Saved entries:

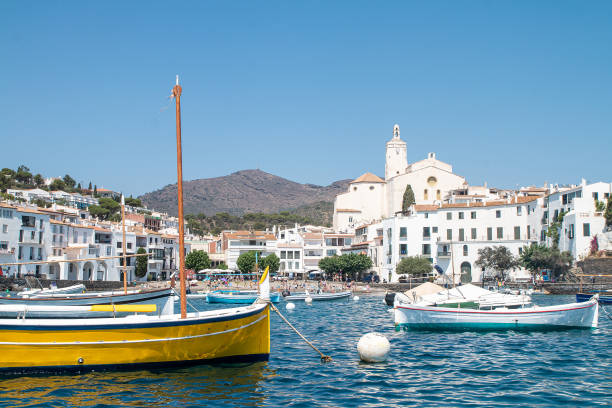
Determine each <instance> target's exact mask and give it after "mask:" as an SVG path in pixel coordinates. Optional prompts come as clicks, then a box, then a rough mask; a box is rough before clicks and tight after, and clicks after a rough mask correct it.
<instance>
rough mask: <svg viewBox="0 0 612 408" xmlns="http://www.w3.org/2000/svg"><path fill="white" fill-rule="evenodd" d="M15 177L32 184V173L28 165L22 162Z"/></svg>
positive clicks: (22, 183) (23, 183)
mask: <svg viewBox="0 0 612 408" xmlns="http://www.w3.org/2000/svg"><path fill="white" fill-rule="evenodd" d="M15 179H16V180H17V181H18V182H19V183H21V184H32V173H30V169H29V168H28V167H27V166H24V165H23V164H22V165H21V166H19V167H18V168H17V173H16V174H15Z"/></svg>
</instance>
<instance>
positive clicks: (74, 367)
mask: <svg viewBox="0 0 612 408" xmlns="http://www.w3.org/2000/svg"><path fill="white" fill-rule="evenodd" d="M269 359H270V354H246V355H239V356H228V357H218V358H211V359H199V360H184V361H161V362H155V363H130V364H93V365H68V366H41V367H0V373H2V374H5V375H7V374H8V375H20V374H23V373H28V374H32V373H41V374H42V373H45V374H47V373H60V374H61V373H70V374H73V373H75V372H76V373H86V372H90V371H111V370H112V371H117V370H120V371H125V370H140V369H147V368H164V369H167V368H177V367H189V366H195V365H201V364H207V365H216V364H240V363H255V362H258V361H268V360H269Z"/></svg>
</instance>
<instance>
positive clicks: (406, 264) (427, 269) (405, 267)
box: [395, 256, 433, 275]
mask: <svg viewBox="0 0 612 408" xmlns="http://www.w3.org/2000/svg"><path fill="white" fill-rule="evenodd" d="M432 269H433V265H432V264H431V262H430V261H429V259H427V258H425V257H423V256H408V257H406V258H403V259H402V260H401V261H400V263H399V264H397V268H396V269H395V272H396V273H398V274H401V275H404V274H410V275H424V274H429V273H431V271H432Z"/></svg>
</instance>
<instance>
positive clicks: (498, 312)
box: [395, 299, 597, 315]
mask: <svg viewBox="0 0 612 408" xmlns="http://www.w3.org/2000/svg"><path fill="white" fill-rule="evenodd" d="M596 305H597V300H596V299H591V300H589V301H587V302H578V303H567V304H562V305H556V306H545V307H542V308H538V309H537V310H524V309H511V310H496V309H493V310H474V309H461V308H448V307H435V306H418V305H406V306H402V305H397V306H395V309H406V310H414V311H422V312H438V313H465V314H495V315H506V314H511V315H515V314H534V313H536V314H537V313H554V312H568V311H572V310H580V309H588V308H591V307H593V306H596ZM568 306H572V307H569V308H564V309H562V308H561V307H568ZM525 309H534V308H533V307H530V308H525Z"/></svg>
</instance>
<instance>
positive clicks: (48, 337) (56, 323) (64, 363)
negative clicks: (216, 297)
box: [0, 304, 270, 372]
mask: <svg viewBox="0 0 612 408" xmlns="http://www.w3.org/2000/svg"><path fill="white" fill-rule="evenodd" d="M269 354H270V312H269V306H268V305H267V304H255V305H251V306H248V307H242V308H236V309H224V310H223V311H213V312H206V313H200V315H199V317H198V315H197V314H193V313H190V314H189V316H188V318H187V319H180V318H179V315H171V316H161V317H157V316H136V317H134V316H130V317H126V318H117V319H87V321H83V320H80V321H73V322H71V321H69V320H63V321H62V322H57V321H53V320H30V321H28V320H25V321H23V320H17V321H15V320H0V370H2V371H10V372H22V371H32V370H34V371H62V370H85V371H86V370H96V369H107V368H130V367H136V366H176V365H192V364H199V363H205V362H208V363H214V362H244V361H259V360H267V359H268V356H269Z"/></svg>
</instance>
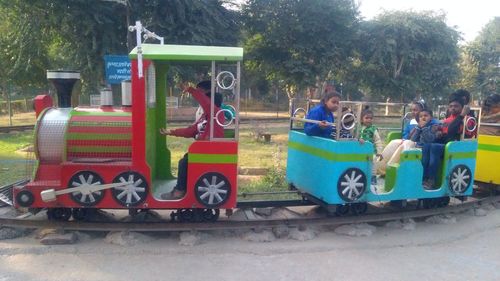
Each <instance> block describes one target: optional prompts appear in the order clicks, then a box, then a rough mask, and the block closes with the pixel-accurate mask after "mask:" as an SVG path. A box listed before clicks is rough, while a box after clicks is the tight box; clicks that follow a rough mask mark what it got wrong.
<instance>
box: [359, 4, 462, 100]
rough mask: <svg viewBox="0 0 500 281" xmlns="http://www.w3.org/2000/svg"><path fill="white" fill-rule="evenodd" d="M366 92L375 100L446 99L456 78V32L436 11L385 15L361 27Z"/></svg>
mask: <svg viewBox="0 0 500 281" xmlns="http://www.w3.org/2000/svg"><path fill="white" fill-rule="evenodd" d="M360 38H362V40H363V42H362V43H363V44H362V45H358V46H360V53H361V59H362V63H363V66H362V70H361V71H360V72H359V74H358V75H360V76H359V79H360V80H361V81H362V82H363V85H364V86H365V89H366V90H367V91H369V92H370V93H371V94H372V96H374V97H377V98H384V99H385V98H392V99H393V100H401V101H408V100H409V99H411V98H413V97H415V96H421V97H424V98H427V99H435V98H436V96H437V97H439V96H441V97H443V96H445V95H446V94H448V92H449V91H450V89H449V86H450V84H451V82H452V80H453V79H454V78H455V77H456V74H457V61H458V47H457V42H458V39H459V34H458V32H457V31H456V30H455V29H453V28H451V27H449V26H447V25H446V23H445V16H444V15H439V14H435V13H432V12H411V11H396V12H385V13H383V14H381V15H379V16H378V17H376V18H375V19H373V20H371V21H367V22H364V23H363V24H362V28H361V35H360Z"/></svg>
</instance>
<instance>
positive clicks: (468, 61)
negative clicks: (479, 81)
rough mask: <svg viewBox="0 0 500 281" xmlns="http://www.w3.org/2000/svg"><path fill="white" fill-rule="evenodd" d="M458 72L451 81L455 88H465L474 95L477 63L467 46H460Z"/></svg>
mask: <svg viewBox="0 0 500 281" xmlns="http://www.w3.org/2000/svg"><path fill="white" fill-rule="evenodd" d="M458 68H459V74H458V77H457V79H456V81H455V83H453V88H455V89H467V90H469V91H471V94H472V95H473V96H474V95H475V92H476V89H477V86H476V80H477V75H478V69H477V65H476V64H475V63H474V61H473V59H472V57H471V56H470V55H469V53H468V52H467V47H461V48H460V61H459V63H458Z"/></svg>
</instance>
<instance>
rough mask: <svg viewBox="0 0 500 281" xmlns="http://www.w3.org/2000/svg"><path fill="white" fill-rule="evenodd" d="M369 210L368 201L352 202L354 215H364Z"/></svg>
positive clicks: (351, 206)
mask: <svg viewBox="0 0 500 281" xmlns="http://www.w3.org/2000/svg"><path fill="white" fill-rule="evenodd" d="M367 210H368V204H366V203H364V202H363V203H353V204H351V212H352V213H353V214H354V215H362V214H364V213H366V211H367Z"/></svg>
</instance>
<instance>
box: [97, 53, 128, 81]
mask: <svg viewBox="0 0 500 281" xmlns="http://www.w3.org/2000/svg"><path fill="white" fill-rule="evenodd" d="M104 68H105V70H106V71H105V72H106V81H107V82H108V84H120V83H121V82H122V81H124V80H130V73H131V63H130V59H129V58H128V56H104Z"/></svg>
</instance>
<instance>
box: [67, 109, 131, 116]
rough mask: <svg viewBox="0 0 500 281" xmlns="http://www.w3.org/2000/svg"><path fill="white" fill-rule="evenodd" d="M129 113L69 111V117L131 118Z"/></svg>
mask: <svg viewBox="0 0 500 281" xmlns="http://www.w3.org/2000/svg"><path fill="white" fill-rule="evenodd" d="M131 115H132V113H131V112H104V111H76V110H72V111H71V116H131Z"/></svg>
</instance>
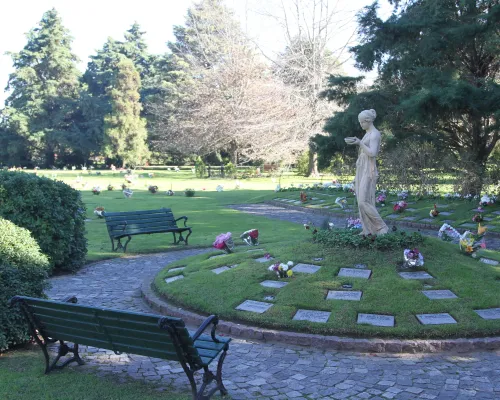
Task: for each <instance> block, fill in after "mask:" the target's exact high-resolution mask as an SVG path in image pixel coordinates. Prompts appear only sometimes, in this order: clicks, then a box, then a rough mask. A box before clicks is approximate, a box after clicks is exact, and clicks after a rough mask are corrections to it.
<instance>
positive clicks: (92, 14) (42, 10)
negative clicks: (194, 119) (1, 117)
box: [0, 0, 390, 108]
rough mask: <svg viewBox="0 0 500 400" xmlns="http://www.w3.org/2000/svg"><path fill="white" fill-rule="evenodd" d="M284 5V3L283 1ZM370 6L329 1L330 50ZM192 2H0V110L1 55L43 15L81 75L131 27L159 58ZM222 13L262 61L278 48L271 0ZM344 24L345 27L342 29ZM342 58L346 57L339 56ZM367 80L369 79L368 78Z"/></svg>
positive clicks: (234, 2)
mask: <svg viewBox="0 0 500 400" xmlns="http://www.w3.org/2000/svg"><path fill="white" fill-rule="evenodd" d="M284 2H285V3H286V2H287V0H284ZM372 2H373V0H332V1H331V3H332V4H335V5H336V10H338V16H339V17H338V21H339V23H338V26H339V29H338V32H336V35H335V39H334V40H333V41H332V43H331V45H330V48H331V49H332V50H336V49H338V48H340V47H342V46H343V45H344V44H345V43H346V42H347V40H348V39H349V37H351V35H352V33H353V31H354V30H355V28H356V24H355V20H354V17H353V16H354V14H355V12H356V11H358V10H360V9H361V8H362V7H364V6H366V5H369V4H371V3H372ZM191 4H192V0H163V1H159V0H141V1H130V0H86V1H73V0H18V1H8V0H4V1H0V38H1V39H0V108H2V107H3V104H4V100H5V98H6V96H7V93H5V92H4V91H3V89H4V88H5V87H6V86H7V81H8V77H9V73H11V72H12V60H11V58H10V56H8V55H5V54H4V53H5V52H7V51H11V52H18V51H20V50H21V49H22V48H23V47H24V46H25V45H26V36H25V34H26V33H27V32H28V31H29V30H30V29H32V28H34V27H35V26H36V25H37V24H38V22H39V21H40V19H41V18H42V15H43V13H44V12H45V11H47V10H49V9H51V8H53V7H55V8H56V10H57V11H58V12H59V14H60V15H61V17H62V20H63V24H64V26H65V27H66V28H67V29H69V31H70V33H71V35H72V36H73V39H74V40H73V44H72V49H73V52H74V53H75V54H76V55H77V56H78V57H79V58H80V60H81V61H80V64H79V65H78V67H79V68H80V70H81V71H82V72H83V71H84V70H85V68H86V65H87V62H88V61H89V59H88V57H89V56H90V55H93V54H95V52H96V50H97V49H100V48H101V47H102V46H103V44H104V42H105V41H106V39H107V38H108V37H112V38H114V39H116V40H123V33H124V32H125V31H126V30H127V29H129V28H130V26H131V25H132V24H133V23H134V22H135V21H137V22H138V23H139V25H140V26H141V28H142V30H143V31H146V35H145V38H146V42H147V44H148V47H149V51H150V52H151V53H154V54H162V53H165V52H166V51H167V47H166V42H168V41H169V40H172V39H173V35H172V27H173V25H182V24H183V23H184V18H185V15H186V11H187V9H188V7H189V6H190V5H191ZM226 4H227V6H228V7H230V8H231V9H233V10H234V11H235V14H236V16H237V17H238V18H239V20H240V23H241V26H242V28H243V29H244V30H245V31H246V33H247V35H248V36H249V37H251V38H252V39H253V40H254V41H255V42H256V44H257V45H258V46H259V47H260V48H261V49H262V51H263V52H264V53H265V54H266V55H267V56H270V57H272V55H273V54H274V53H276V52H279V51H280V50H282V49H283V47H284V43H285V42H284V39H283V38H282V35H281V30H280V29H279V28H278V27H277V25H276V23H275V22H273V21H272V20H271V19H270V18H266V17H263V16H262V15H261V12H262V11H263V10H264V7H265V8H266V9H268V10H272V9H270V8H269V7H271V6H270V5H271V4H272V0H226ZM380 4H381V8H380V15H381V16H382V18H386V17H388V16H389V15H390V7H389V5H388V4H387V0H380ZM346 21H351V22H350V23H347V24H345V22H346ZM344 54H345V56H348V53H347V52H344ZM344 69H345V71H346V73H348V74H350V75H358V74H360V73H359V72H358V71H356V70H355V68H354V66H353V63H352V62H348V63H346V64H345V67H344ZM371 76H372V77H373V74H372V75H371Z"/></svg>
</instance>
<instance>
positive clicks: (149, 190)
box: [148, 185, 158, 194]
mask: <svg viewBox="0 0 500 400" xmlns="http://www.w3.org/2000/svg"><path fill="white" fill-rule="evenodd" d="M148 190H149V192H150V193H153V194H154V193H156V192H157V191H158V186H156V185H150V186H149V187H148Z"/></svg>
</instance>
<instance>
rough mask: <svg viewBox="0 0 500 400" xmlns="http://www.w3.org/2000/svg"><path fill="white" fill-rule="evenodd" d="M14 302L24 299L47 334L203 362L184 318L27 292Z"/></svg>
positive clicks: (116, 347)
mask: <svg viewBox="0 0 500 400" xmlns="http://www.w3.org/2000/svg"><path fill="white" fill-rule="evenodd" d="M11 302H12V303H20V306H21V308H22V309H23V311H24V313H25V315H26V317H27V318H30V320H31V322H32V323H33V325H34V326H36V329H38V330H39V332H40V334H41V335H42V336H43V337H44V338H47V337H48V338H53V339H57V340H65V341H69V342H73V343H78V344H80V345H87V346H93V347H98V348H104V349H109V350H113V351H115V352H125V353H131V354H138V355H143V356H148V357H155V358H161V359H165V360H176V361H180V358H181V357H185V361H186V362H187V363H189V364H191V365H192V366H199V365H200V364H201V363H202V360H201V358H200V355H199V353H198V350H197V349H196V348H195V346H194V342H193V340H192V338H191V335H190V334H189V332H188V330H187V329H186V327H185V325H184V321H182V319H180V318H174V317H164V316H161V315H153V314H143V313H135V312H126V311H120V310H113V309H107V308H97V307H90V306H82V305H80V304H72V303H67V302H59V301H51V300H43V299H37V298H32V297H24V296H16V297H14V298H13V299H12V300H11ZM160 322H162V323H161V324H160ZM160 325H163V327H161V326H160ZM166 325H168V327H167V326H166ZM179 350H180V353H179ZM182 354H184V356H182Z"/></svg>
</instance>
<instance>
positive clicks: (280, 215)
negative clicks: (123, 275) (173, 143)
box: [229, 203, 500, 399]
mask: <svg viewBox="0 0 500 400" xmlns="http://www.w3.org/2000/svg"><path fill="white" fill-rule="evenodd" d="M229 207H230V208H232V209H234V210H238V211H242V212H245V213H248V214H254V215H258V216H260V217H267V218H272V219H279V220H284V221H290V222H296V223H298V224H305V223H307V222H312V223H314V224H315V225H316V226H321V224H322V223H323V221H325V219H328V220H329V221H331V222H333V223H334V224H335V225H336V226H345V220H346V218H347V216H339V215H334V214H331V215H321V214H315V213H312V212H307V210H304V211H302V210H296V209H293V208H284V207H277V206H274V205H271V204H266V203H259V204H236V205H231V206H229ZM386 223H387V225H388V226H389V228H391V227H392V225H391V221H386ZM398 229H402V230H405V231H419V232H420V233H422V234H423V235H427V236H432V237H437V234H438V231H437V230H433V229H417V228H410V227H406V226H398ZM458 230H459V232H461V233H463V230H464V229H463V228H460V227H459V229H458ZM484 240H485V242H486V247H487V248H488V249H490V250H500V238H498V237H492V236H488V234H486V236H485V239H484ZM499 399H500V396H499Z"/></svg>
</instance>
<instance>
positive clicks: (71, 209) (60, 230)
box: [0, 171, 87, 271]
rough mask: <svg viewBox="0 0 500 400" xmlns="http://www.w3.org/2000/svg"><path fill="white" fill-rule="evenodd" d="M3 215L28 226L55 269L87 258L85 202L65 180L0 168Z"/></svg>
mask: <svg viewBox="0 0 500 400" xmlns="http://www.w3.org/2000/svg"><path fill="white" fill-rule="evenodd" d="M0 217H3V218H5V219H8V220H9V221H12V222H13V223H14V224H16V225H18V226H21V227H23V228H26V229H28V230H29V231H30V232H31V233H32V235H33V237H34V238H35V239H36V241H37V242H38V244H39V245H40V248H41V249H42V251H43V252H44V253H45V254H47V255H48V256H49V258H50V261H51V263H52V264H53V265H54V267H55V268H56V269H61V270H67V271H75V270H77V269H79V268H80V267H81V266H82V265H83V264H84V262H85V256H86V254H87V239H86V238H85V205H84V204H83V201H82V200H81V196H80V192H78V191H77V190H75V189H73V188H71V187H70V186H68V185H66V184H65V183H64V182H60V181H54V180H52V179H48V178H42V177H38V176H36V175H33V174H28V173H25V172H5V171H4V172H0Z"/></svg>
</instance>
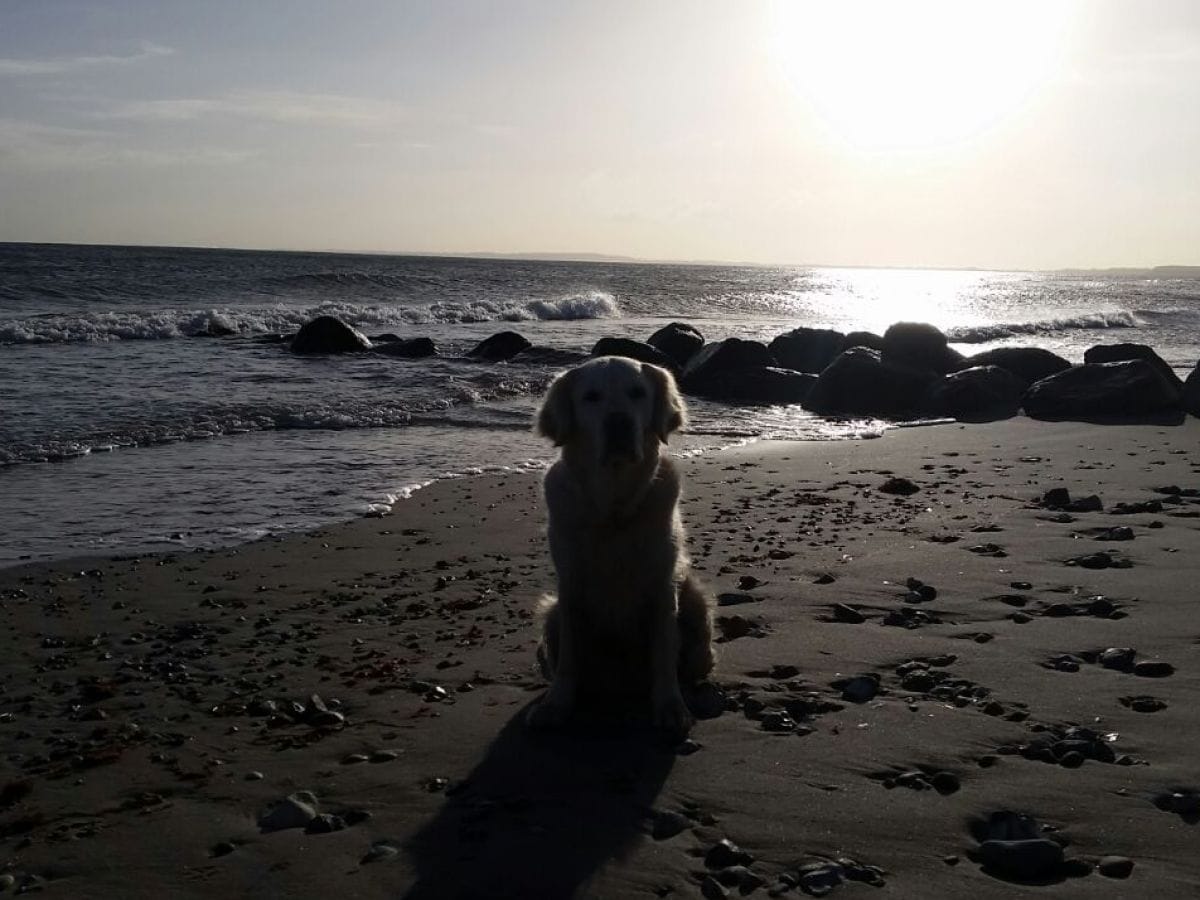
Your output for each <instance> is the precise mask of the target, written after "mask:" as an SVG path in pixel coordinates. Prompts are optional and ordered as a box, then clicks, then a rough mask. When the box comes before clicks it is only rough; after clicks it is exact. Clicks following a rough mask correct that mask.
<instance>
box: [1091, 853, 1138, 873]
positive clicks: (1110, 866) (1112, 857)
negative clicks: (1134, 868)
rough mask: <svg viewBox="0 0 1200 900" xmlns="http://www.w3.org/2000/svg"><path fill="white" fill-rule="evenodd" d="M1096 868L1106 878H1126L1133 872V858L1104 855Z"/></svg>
mask: <svg viewBox="0 0 1200 900" xmlns="http://www.w3.org/2000/svg"><path fill="white" fill-rule="evenodd" d="M1097 869H1098V870H1099V872H1100V875H1103V876H1104V877H1106V878H1128V877H1129V875H1130V874H1132V872H1133V860H1132V859H1129V858H1128V857H1104V858H1103V859H1102V860H1100V863H1099V865H1098V866H1097Z"/></svg>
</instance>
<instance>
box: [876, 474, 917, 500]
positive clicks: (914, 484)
mask: <svg viewBox="0 0 1200 900" xmlns="http://www.w3.org/2000/svg"><path fill="white" fill-rule="evenodd" d="M919 490H920V488H919V487H918V486H917V485H916V484H914V482H912V481H910V480H908V479H906V478H889V479H888V480H887V481H884V482H883V484H882V485H880V493H892V494H899V496H900V497H910V496H912V494H914V493H917V492H918V491H919Z"/></svg>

JOB ITEM:
Format the rows as a numbered list, leaving out blank lines, starting with the line that contains "5V3L283 1ZM370 6L329" and going on through the line that contains "positive clicks: (234, 2)".

ANSWER FOR THIS EXERCISE:
1. rough mask: <svg viewBox="0 0 500 400" xmlns="http://www.w3.org/2000/svg"><path fill="white" fill-rule="evenodd" d="M284 5V3L283 1ZM370 6L329 1L330 50ZM192 2H0V110L1 55L43 15L81 75L131 27L159 58ZM222 13L262 61L278 48L271 0ZM344 24L345 27L342 29ZM342 58L346 57L339 56ZM367 80L369 79L368 78Z"/></svg>
2. positive clicks: (234, 2)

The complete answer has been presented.